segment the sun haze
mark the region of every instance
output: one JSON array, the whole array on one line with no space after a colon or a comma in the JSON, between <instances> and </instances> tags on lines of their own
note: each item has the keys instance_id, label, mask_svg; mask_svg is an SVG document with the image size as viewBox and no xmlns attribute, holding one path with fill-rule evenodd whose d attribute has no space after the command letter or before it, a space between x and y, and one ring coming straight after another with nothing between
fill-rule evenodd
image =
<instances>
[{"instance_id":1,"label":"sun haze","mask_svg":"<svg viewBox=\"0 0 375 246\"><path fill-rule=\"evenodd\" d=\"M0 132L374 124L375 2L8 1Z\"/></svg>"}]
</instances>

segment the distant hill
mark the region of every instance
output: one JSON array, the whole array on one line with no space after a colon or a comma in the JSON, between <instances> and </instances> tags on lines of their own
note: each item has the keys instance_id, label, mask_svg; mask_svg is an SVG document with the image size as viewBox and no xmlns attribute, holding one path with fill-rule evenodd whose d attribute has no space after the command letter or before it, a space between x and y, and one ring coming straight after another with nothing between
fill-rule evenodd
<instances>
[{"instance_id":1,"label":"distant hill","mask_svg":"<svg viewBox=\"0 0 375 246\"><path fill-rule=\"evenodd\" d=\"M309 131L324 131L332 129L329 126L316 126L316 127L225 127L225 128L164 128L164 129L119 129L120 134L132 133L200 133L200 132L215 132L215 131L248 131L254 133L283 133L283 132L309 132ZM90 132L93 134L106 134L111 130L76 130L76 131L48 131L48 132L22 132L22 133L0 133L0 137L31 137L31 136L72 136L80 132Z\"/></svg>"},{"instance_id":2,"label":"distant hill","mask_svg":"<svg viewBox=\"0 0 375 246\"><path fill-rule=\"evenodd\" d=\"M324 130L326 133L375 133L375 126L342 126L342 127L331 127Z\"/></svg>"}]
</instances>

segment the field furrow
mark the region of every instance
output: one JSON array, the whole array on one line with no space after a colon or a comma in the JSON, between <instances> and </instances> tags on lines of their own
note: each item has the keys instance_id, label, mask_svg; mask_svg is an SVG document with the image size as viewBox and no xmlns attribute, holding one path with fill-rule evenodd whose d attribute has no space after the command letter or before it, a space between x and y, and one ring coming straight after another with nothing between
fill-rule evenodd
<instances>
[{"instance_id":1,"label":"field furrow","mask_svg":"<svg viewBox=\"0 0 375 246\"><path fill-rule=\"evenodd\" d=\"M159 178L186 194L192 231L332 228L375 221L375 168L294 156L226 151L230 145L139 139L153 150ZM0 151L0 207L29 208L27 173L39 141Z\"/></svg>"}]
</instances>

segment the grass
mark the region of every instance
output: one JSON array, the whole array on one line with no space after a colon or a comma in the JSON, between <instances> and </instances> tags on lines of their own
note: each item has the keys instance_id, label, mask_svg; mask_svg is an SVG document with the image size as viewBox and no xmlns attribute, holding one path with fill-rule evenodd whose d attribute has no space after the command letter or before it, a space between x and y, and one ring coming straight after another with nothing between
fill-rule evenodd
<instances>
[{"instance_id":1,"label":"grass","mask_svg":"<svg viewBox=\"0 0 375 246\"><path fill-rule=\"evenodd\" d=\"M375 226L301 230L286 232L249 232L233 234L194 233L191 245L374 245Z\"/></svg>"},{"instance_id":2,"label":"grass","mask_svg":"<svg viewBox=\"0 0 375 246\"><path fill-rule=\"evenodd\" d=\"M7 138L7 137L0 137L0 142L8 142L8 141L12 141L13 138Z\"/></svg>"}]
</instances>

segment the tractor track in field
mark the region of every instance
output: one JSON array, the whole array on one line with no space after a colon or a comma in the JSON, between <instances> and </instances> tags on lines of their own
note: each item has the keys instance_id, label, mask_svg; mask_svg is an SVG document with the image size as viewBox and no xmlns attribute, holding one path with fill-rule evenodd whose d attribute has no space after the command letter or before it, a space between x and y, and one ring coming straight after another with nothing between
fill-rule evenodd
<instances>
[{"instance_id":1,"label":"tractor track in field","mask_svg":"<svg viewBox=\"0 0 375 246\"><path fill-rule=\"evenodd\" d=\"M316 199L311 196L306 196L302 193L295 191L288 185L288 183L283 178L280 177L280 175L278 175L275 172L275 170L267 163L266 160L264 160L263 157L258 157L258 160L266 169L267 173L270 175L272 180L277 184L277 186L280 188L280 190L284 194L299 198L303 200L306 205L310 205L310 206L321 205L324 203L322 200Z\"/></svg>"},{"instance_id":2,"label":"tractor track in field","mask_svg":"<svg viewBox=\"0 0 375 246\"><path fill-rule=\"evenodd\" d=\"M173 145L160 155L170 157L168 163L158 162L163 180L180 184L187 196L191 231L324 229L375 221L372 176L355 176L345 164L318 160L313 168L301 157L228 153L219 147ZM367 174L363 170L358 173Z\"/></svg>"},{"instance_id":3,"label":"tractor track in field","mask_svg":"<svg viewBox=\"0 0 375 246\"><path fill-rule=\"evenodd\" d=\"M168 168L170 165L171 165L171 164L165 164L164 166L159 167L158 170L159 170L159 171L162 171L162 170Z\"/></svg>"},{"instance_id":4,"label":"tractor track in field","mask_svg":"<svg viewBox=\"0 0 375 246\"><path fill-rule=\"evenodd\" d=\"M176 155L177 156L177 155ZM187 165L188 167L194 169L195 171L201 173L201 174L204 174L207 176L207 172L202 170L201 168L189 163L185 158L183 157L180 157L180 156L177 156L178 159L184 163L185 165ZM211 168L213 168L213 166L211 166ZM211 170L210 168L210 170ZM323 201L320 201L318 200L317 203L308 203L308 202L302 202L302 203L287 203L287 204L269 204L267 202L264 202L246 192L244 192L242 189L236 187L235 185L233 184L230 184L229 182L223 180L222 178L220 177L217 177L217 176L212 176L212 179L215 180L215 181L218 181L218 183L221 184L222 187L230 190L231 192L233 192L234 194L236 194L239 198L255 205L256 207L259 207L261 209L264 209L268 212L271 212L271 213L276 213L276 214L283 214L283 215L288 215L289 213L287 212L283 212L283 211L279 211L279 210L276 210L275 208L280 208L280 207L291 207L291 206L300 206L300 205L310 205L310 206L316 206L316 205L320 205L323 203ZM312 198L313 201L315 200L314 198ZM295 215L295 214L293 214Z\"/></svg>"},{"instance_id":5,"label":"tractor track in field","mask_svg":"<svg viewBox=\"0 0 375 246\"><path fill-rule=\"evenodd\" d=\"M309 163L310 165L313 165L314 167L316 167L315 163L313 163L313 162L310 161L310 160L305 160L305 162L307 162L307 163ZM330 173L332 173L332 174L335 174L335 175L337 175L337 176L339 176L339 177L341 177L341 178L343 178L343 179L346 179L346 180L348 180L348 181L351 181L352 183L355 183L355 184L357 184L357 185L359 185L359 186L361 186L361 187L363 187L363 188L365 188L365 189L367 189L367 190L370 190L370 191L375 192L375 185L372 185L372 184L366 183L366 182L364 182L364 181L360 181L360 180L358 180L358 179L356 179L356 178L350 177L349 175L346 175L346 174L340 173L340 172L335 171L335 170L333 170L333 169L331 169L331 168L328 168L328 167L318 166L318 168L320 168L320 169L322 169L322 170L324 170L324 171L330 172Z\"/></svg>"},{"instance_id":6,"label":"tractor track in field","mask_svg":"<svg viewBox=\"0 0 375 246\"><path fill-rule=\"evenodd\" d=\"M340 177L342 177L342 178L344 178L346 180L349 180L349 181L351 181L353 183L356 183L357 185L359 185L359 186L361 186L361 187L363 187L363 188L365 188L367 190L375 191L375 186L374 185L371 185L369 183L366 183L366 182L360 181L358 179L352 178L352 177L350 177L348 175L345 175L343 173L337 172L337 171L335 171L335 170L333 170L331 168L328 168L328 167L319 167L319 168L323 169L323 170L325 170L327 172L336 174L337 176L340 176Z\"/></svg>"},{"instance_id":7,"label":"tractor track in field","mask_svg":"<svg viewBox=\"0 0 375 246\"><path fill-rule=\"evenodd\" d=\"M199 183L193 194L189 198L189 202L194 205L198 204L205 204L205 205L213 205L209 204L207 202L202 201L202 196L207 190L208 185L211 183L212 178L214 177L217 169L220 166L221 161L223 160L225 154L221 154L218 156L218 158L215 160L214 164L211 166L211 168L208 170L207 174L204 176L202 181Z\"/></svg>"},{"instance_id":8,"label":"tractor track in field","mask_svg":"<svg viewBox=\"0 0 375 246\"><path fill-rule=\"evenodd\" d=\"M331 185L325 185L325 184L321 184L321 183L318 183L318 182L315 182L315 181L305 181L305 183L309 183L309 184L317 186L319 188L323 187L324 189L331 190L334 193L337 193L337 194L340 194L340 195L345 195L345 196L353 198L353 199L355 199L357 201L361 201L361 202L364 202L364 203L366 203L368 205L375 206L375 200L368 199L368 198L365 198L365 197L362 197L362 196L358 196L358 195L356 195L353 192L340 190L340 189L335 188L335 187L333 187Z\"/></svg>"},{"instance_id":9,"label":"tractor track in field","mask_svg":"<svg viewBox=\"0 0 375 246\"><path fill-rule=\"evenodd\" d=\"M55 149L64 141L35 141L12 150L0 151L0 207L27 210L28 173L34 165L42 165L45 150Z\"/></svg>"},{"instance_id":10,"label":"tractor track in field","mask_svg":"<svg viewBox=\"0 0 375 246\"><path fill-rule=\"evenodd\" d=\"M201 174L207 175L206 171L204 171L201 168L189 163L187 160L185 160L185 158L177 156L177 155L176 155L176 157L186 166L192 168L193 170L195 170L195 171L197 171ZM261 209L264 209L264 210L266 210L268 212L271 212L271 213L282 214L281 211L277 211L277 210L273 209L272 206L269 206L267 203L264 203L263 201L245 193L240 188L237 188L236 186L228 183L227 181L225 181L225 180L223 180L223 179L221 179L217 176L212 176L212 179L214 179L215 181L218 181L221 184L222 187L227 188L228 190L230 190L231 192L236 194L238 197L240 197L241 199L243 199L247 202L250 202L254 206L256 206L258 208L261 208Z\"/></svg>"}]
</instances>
※ ※ ※
_What the task requires:_
Across the entries above, how many lines carry the word "segment"? Write only the number.

_Task response:_
5